Instructions to follow: A verbatim copy of the lines starting at the one with "rear wheel in the photo above." and ending at the last line below is required; include nothing else.

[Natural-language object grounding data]
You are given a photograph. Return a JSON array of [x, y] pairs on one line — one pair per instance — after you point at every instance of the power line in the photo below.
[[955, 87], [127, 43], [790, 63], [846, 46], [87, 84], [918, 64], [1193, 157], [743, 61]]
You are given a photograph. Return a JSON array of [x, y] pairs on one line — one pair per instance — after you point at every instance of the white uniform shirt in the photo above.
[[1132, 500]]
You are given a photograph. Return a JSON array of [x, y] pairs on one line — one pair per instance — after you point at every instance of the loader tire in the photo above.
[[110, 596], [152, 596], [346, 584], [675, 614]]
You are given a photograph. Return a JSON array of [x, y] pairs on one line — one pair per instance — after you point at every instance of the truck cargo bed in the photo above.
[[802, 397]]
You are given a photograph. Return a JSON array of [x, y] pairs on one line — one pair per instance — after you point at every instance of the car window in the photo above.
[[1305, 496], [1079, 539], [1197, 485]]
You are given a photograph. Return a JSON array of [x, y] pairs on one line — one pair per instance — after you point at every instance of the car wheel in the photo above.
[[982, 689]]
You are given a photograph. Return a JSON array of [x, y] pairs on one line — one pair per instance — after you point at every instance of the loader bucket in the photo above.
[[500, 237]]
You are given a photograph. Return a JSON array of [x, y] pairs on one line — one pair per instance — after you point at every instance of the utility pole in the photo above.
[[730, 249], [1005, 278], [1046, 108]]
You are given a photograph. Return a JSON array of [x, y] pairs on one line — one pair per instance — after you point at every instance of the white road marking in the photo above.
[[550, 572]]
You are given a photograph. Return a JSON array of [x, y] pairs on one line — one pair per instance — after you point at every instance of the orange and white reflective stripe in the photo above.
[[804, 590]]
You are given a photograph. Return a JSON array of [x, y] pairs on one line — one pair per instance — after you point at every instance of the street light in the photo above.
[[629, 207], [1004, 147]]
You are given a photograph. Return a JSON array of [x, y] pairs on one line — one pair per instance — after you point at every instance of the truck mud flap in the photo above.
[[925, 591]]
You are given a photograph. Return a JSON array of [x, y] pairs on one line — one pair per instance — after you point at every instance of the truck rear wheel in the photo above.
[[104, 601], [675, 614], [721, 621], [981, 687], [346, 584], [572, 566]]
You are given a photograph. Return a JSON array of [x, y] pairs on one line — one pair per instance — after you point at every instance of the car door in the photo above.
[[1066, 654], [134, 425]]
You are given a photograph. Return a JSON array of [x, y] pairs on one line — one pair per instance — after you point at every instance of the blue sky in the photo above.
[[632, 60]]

Exercise output:
You are given a photograph. Return a JSON array of [x, y] pairs on one line — one pair per instance — after you point at every instance of the truck rear wheel in the photo above.
[[104, 601], [675, 614], [721, 621], [981, 687], [346, 584], [572, 566]]
You are given a photograph. Return a JSON array of [x, y] pairs on one line — one pair per instance — after you point at every instance of the car door in the photo above.
[[1066, 654], [134, 425]]
You are given a photograph. Return a JSON array of [x, y] pairs on one line — one pair per instance — after you point at every instance of the blue sky in the photo above.
[[632, 60]]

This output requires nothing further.